Pull out every line below that contains the word "jeans".

→ **PROVIDED RECORDS**
++++++++

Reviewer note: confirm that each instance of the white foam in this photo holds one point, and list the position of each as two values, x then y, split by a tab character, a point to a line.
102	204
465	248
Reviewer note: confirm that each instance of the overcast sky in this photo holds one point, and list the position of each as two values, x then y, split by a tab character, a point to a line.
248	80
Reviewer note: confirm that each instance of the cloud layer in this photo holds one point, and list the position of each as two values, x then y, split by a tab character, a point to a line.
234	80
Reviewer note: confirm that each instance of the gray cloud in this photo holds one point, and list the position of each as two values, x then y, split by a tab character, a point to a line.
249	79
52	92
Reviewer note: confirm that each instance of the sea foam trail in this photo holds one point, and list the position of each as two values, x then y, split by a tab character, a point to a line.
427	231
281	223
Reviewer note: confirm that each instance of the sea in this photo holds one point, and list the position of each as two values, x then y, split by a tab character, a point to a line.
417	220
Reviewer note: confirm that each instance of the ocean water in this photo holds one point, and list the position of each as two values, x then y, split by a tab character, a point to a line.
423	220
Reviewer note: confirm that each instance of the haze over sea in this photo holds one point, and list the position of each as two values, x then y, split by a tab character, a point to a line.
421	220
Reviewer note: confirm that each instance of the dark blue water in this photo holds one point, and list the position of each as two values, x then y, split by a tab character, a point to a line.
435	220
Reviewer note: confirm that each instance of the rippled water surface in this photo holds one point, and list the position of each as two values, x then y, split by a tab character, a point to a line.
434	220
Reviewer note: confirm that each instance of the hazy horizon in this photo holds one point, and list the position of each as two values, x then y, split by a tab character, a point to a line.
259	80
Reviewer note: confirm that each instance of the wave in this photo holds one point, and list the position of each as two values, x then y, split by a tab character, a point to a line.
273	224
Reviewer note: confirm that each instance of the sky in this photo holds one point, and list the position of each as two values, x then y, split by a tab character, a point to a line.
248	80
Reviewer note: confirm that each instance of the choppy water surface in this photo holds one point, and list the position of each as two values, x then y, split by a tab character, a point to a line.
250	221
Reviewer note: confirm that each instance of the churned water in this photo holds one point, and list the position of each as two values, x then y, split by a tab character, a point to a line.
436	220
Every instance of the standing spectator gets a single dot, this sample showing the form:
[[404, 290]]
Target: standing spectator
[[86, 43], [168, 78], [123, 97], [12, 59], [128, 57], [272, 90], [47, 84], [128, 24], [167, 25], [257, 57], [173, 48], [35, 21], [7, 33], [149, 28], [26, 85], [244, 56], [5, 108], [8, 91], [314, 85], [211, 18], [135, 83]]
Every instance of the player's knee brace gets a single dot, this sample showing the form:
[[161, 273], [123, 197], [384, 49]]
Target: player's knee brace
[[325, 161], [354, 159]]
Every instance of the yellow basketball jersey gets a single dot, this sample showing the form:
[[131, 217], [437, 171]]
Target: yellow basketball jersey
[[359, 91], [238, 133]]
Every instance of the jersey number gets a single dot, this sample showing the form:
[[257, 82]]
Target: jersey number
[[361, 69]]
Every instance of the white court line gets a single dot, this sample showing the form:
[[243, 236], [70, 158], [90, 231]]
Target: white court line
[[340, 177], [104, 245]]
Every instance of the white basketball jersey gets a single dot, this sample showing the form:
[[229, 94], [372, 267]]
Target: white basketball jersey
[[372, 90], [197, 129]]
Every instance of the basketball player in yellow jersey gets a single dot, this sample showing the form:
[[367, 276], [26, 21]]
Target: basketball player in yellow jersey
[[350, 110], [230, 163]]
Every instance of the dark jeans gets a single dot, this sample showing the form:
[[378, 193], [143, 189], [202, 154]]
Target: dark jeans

++++++++

→ **RESULT BELOW**
Every instance of the dark jeans gets a single dot, this sample showing the form:
Target: dark jeans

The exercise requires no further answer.